#### [Passage]
Now only are the unlimited ones not cheap, most operators do not give you the option of an unlimited connection to start with  I'm quite annoyed at that considering even the highest quotas are typically in the 50-60GB/month range which is quite insufficient for my usage. 

Plus the plans are expensive. For example, a lousy 30GB/month plan sets you back $99 from Optus.


----------



## anj1976 (Apr 24, 2008)

sim said:


> Now only are the unlimited ones not cheap, most operators do not give you the option of an unlimited connection to start with  I'm quite annoyed at that considering even the highest quotas are typically in the 50-60GB/month range which is quite insufficient for my usage.
> 
> Plus the plans are expensive. For example, a lousy 30GB/month plan sets you back $99 from Optus.


AAAAH, thats a lot. , would you believe how much I pay for the unlimited connection that I have here.. Its 25A$, ok, the speed isnt great, its a 256 kbps connection which doubles up at night but still, I can download anything without worrying too much about the additional cost.

(Entries on locating named things)
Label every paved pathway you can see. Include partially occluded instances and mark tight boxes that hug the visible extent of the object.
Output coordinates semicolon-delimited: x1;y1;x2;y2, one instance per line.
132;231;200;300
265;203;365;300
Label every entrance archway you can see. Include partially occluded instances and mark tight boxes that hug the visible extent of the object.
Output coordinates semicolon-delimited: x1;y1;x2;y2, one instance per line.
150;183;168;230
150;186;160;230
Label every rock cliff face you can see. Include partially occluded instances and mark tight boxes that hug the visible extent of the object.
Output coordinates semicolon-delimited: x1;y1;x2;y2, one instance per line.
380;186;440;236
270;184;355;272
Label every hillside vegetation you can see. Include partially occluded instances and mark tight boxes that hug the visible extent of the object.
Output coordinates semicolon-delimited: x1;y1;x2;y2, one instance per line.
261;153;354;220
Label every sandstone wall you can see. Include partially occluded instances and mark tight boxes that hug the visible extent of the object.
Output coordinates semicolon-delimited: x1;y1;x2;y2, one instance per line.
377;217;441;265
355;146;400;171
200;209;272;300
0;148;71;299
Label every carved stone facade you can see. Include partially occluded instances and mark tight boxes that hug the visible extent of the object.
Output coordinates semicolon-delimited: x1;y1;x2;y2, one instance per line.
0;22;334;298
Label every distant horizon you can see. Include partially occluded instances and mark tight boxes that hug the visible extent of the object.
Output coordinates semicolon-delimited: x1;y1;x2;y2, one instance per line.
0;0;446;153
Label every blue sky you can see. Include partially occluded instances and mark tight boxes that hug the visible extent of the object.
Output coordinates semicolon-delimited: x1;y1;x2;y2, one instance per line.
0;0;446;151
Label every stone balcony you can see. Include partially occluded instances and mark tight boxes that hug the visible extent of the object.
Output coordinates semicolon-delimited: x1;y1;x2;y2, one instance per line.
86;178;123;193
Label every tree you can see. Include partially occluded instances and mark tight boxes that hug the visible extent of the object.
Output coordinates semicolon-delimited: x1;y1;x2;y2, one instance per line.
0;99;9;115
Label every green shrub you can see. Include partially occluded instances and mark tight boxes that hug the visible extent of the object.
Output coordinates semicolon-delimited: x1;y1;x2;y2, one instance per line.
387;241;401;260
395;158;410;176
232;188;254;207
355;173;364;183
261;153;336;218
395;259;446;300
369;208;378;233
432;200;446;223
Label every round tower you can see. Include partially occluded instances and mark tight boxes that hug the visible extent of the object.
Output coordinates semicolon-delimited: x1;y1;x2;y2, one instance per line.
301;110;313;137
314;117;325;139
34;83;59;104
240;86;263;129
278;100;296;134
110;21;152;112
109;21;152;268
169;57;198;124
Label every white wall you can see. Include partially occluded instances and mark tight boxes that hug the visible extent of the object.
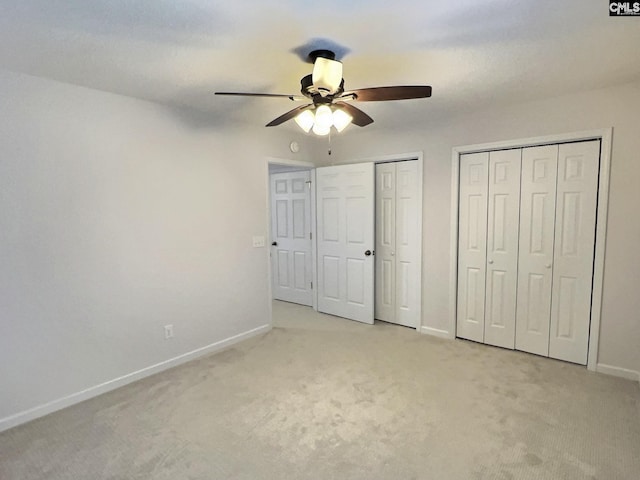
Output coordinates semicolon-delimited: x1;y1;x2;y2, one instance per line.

#### [Instructions]
#1 Reproduce the part of the forum thread on internet plans from "## anj1976 (Apr" to "the additional cost.".
#2 For each statement, say yes or no according to the forum thread on internet plans, and quote the words that decide it: (a) A 30GB/month plan from Optus costs $99. (b) The unlimited connection anj1976 pays for runs at 512 kbps. (c) The highest quotas are typically in the 50-60GB/month range.
#3 Continue the forum thread on internet plans from the point where it stops.
The entries play no part here.

#### [Results in order]
#1
## anj1976 (Apr 24, 2008)

sim said:


> Now only are the unlimited ones not cheap, most operators do not give you the option of an unlimited connection to start with  I'm quite annoyed at that considering even the highest quotas are typically in the 50-60GB/month range which is quite insufficient for my usage.
> 
> Plus the plans are expensive. For example, a lousy 30GB/month plan sets you back $99 from Optus.


AAAAH, thats a lot. , would you believe how much I pay for the unlimited connection that I have here.. Its 25A$, ok, the speed isnt great, its a 256 kbps connection which doubles up at night but still, I can download anything without worrying too much about the additional cost.

#2
(a) Yes: "a lousy 30GB/month plan sets you back $99 from Optus."
(b) No: "its a 256 kbps connection which doubles up at night"
(c) Yes: "even the highest quotas are typically in the 50-60GB/month range"

#3
----------



## sim (May 10, 2008)

anj1976 said:


> AAAAH, thats a lot. , would you believe how much I pay for the unlimited connection that I have here.. Its 25A$, ok, the speed isnt great, its a 256 kbps connection which doubles up at night but still, I can download anything without worrying too much about the additional cost.


This is getting somewhat off topic, but I pay $60 AUD for a 100/10Mbps unlimited connection, so I'm sure it will take me some getting used to the Aussie connections..


----------



## Gail (Mar 23, 2008)

Have to agree - I am just setting up a broadband connection fo the new place and I was going to set up a thread about this anyway. There is no such thing as unlimited downloads in Australia. Its some claim about it having to be piped under the sea or some nonsense but I don't believe that. At home I had phone, cable TV and unlimited internet for £35. Here its more like $99 for Foxtel (cable tv) - which is pants, and $99 for phone and 20GB download (on an ASDL2+) but wooooo they give you a free wirless modem. 
And I still haven't figured out mobile phone "caps" yet - they confuse the hell out of me!


----------



## Dolly (Feb 17, 2008)

Gail said:


> (on an ASDL2+)


At least you can get ASDL2+, our exchange doesn't support it yet 

Dolly


----------



## FLOYD (May 26, 2008)

I was excited when I saw this thread got two pages long until I found it was all about internet service. What you describe sounds like internet in rural America plus ten bucks a month.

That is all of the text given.